> Extracted records
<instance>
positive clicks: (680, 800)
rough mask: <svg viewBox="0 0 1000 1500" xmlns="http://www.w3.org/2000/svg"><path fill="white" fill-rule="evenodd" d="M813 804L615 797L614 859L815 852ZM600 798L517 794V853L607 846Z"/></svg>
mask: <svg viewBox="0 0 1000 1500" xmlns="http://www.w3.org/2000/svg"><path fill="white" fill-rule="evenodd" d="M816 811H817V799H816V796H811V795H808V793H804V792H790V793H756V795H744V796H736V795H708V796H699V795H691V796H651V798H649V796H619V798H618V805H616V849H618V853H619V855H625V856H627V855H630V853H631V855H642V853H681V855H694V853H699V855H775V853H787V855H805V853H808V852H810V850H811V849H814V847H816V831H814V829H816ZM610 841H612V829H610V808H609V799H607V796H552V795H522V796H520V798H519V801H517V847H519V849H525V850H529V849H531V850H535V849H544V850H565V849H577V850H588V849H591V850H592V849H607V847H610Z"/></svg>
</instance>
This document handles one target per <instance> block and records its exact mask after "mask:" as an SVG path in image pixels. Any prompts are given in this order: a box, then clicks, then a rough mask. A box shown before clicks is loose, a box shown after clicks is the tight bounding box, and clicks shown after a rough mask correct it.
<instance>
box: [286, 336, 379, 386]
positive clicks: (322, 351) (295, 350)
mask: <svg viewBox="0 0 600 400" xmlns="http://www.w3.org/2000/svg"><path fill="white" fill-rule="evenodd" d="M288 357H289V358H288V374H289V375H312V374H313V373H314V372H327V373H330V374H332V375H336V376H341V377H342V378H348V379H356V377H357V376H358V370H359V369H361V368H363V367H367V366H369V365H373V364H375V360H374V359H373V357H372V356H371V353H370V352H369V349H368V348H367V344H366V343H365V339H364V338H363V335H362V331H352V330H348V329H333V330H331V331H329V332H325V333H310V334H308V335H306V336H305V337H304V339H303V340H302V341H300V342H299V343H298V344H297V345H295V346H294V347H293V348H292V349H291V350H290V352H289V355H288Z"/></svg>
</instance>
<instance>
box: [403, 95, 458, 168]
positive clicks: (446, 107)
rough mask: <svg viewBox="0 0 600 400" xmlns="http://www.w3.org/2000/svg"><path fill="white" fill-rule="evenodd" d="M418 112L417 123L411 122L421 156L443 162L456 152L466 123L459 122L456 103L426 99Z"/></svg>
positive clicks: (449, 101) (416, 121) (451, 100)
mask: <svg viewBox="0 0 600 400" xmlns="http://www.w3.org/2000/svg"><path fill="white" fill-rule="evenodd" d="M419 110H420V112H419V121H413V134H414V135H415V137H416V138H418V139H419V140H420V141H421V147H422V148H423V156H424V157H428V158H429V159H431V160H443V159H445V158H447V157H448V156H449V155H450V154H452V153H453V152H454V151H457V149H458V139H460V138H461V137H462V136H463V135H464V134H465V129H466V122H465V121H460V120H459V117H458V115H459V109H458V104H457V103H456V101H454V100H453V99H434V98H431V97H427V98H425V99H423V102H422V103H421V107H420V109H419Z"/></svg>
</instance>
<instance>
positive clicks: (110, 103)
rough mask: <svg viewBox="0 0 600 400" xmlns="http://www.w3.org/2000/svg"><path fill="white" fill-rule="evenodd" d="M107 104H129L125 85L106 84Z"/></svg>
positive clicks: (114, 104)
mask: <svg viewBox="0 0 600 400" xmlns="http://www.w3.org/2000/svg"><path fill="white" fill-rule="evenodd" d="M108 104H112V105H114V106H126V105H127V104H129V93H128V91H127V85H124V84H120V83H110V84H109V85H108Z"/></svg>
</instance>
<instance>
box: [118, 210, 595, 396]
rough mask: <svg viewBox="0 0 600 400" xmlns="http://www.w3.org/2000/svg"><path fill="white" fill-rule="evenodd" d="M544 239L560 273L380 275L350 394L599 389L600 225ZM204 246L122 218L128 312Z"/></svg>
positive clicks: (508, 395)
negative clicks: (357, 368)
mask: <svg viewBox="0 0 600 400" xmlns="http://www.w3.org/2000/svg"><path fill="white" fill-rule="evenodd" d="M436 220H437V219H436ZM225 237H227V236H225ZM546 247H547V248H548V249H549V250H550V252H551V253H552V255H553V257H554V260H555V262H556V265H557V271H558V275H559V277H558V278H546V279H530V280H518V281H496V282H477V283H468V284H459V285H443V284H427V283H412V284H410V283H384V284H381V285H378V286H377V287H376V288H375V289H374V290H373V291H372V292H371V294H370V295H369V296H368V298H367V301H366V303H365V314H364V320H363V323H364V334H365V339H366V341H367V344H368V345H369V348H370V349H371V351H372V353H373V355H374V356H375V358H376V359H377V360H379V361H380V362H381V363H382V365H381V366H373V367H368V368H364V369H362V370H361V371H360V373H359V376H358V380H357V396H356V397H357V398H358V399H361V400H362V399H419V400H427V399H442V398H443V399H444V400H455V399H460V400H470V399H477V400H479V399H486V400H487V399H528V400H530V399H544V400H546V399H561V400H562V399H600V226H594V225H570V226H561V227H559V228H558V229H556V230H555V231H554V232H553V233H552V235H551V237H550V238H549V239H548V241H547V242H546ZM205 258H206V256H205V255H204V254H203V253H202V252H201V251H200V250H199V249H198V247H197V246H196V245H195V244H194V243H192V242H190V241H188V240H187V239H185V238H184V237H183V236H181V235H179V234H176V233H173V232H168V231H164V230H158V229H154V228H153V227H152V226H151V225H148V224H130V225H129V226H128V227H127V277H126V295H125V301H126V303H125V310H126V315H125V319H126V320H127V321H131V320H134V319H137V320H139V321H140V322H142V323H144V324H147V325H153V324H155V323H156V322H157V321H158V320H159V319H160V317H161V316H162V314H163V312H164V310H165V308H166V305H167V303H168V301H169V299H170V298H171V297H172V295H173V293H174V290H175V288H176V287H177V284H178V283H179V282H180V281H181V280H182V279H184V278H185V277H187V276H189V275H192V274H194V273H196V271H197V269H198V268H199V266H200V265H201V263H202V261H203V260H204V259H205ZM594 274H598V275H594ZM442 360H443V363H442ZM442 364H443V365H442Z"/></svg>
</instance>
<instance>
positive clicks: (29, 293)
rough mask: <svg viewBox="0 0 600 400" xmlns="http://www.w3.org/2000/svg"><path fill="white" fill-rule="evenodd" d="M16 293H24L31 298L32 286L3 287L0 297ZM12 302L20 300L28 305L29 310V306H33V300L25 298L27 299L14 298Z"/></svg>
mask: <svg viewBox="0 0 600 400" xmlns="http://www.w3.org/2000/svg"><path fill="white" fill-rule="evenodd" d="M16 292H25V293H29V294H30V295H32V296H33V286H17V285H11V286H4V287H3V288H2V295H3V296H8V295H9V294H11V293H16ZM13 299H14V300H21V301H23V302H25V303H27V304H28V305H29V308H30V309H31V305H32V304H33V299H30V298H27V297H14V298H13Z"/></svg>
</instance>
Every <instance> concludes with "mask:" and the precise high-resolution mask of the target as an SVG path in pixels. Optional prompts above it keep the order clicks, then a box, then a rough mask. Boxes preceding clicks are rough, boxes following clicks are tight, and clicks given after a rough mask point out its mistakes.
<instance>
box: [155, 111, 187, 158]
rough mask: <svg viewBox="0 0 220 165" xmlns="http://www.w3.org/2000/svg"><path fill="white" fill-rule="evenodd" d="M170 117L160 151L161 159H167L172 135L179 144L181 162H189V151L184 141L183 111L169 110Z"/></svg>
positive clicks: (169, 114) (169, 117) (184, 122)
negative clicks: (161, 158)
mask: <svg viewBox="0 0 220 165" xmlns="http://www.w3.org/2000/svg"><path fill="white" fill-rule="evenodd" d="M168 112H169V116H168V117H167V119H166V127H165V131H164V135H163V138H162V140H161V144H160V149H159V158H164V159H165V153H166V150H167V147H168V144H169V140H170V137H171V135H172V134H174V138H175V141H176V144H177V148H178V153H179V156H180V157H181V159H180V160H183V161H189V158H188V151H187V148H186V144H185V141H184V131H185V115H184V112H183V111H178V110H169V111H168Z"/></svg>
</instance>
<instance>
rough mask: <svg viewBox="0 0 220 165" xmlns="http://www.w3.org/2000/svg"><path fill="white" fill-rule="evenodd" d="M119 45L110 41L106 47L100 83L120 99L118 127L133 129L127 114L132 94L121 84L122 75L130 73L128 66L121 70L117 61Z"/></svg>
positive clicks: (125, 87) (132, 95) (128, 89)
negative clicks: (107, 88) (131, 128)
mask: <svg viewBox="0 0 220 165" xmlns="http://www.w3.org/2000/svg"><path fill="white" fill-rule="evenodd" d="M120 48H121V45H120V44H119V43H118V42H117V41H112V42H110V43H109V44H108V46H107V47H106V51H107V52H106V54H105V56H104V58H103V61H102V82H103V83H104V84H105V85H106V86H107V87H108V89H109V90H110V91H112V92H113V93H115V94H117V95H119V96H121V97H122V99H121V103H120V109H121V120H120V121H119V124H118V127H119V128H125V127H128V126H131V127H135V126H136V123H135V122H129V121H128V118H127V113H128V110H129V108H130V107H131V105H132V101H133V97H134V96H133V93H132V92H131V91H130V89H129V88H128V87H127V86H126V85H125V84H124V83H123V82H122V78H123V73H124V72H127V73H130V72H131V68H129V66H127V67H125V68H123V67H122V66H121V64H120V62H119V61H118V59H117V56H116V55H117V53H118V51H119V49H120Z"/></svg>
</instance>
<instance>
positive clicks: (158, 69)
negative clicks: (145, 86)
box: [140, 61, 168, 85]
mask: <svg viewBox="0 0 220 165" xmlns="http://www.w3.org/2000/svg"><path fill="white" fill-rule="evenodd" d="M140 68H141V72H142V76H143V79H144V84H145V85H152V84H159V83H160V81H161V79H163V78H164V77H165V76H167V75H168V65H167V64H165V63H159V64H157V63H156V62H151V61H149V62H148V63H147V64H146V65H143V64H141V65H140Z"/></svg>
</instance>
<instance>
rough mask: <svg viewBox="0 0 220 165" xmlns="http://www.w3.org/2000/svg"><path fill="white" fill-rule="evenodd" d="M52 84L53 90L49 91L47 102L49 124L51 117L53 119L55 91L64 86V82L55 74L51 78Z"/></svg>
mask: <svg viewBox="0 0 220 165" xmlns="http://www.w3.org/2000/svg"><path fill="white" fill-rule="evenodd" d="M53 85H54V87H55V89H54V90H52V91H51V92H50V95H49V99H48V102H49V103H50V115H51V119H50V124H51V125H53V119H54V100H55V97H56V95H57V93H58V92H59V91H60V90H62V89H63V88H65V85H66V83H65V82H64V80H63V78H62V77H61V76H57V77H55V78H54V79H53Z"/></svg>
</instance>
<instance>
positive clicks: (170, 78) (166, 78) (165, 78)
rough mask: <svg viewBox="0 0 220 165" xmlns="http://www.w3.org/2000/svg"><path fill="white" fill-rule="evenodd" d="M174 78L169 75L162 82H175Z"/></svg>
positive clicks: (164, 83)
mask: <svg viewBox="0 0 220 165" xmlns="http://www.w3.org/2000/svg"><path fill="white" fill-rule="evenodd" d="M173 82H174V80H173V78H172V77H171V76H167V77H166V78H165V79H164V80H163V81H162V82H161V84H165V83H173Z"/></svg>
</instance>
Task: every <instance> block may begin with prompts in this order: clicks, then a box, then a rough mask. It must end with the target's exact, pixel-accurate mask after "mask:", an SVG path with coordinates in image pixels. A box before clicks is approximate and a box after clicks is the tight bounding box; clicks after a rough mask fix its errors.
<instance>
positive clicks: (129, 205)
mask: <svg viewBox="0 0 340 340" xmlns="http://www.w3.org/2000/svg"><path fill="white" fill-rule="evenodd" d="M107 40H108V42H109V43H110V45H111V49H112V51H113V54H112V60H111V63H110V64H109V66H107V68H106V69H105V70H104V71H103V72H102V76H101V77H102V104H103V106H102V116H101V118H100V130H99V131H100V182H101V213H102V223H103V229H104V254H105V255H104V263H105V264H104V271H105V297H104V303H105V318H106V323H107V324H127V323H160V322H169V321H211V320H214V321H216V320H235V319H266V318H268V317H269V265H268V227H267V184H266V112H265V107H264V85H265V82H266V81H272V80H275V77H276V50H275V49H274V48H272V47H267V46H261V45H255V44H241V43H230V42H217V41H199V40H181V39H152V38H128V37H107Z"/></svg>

> Problem details
The line above containing "positive clicks: (446, 107)", the line containing "112L417 123L411 122L421", and every line between them are to be transcribed exactly; no other line is wanted.

> Solution to this task
positive clicks: (446, 107)
rough mask: <svg viewBox="0 0 600 400" xmlns="http://www.w3.org/2000/svg"><path fill="white" fill-rule="evenodd" d="M418 112L417 123L411 122L421 156L443 162L456 152L466 123L459 122L456 103L426 99Z"/></svg>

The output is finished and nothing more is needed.